Short task: Copy the listing below from the line containing "Can you see the wooden" through the end, both ends included and requests kept in, and lower every coordinate value in the answers by 89.
# Dataset extract start
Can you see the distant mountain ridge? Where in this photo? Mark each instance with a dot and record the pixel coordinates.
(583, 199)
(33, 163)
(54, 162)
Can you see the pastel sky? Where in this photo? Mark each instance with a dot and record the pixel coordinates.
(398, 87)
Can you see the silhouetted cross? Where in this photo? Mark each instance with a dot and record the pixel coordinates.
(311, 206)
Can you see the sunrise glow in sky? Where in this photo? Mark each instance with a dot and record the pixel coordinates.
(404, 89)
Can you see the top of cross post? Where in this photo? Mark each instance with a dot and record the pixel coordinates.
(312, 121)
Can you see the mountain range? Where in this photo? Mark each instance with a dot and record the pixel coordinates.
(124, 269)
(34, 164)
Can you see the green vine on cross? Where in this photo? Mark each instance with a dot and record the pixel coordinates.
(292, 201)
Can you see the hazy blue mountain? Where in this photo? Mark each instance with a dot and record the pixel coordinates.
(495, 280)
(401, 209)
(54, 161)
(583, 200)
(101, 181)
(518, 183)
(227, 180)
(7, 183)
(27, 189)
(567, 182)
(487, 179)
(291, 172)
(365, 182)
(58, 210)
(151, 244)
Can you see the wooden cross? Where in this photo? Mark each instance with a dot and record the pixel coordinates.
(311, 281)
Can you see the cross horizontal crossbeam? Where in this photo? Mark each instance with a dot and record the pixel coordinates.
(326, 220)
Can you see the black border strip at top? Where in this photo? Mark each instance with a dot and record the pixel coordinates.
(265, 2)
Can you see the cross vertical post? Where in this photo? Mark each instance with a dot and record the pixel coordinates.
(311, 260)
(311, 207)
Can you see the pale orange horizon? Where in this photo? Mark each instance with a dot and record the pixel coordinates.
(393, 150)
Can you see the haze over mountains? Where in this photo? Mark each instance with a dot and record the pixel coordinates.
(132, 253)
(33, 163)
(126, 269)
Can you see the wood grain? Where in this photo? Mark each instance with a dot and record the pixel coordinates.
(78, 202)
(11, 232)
# Dataset extract end
Solution:
Can you see the wooden cross? Where in this photo? Mark each instance with a dot and record the pixel coordinates.
(222, 192)
Can you see the cross horizontal crossbeam? Where in this photo? Mark each instance with a dot and record the pixel coordinates.
(237, 131)
Can you see the black border strip at top? Where in this photo? Mark each instance with a dot and record the pixel coordinates.
(176, -87)
Can you see the cross vertical post? Where in this photo? Mark each instance with a dot and record the pixel coordinates.
(222, 171)
(222, 118)
Can you see the pale orange horizon? Where in this photo? Mark each instance with a dot and record the pixel coordinates.
(304, 61)
Can you see the haze over mountains? Where in this photo? Mark each instance with a dot and record the pixel coordinates.
(43, 164)
(-56, 74)
(37, 180)
Can you see the wood grain? Where in this photo? Mark each instance with a dot and record the pixel coordinates.
(-11, 113)
(-78, 143)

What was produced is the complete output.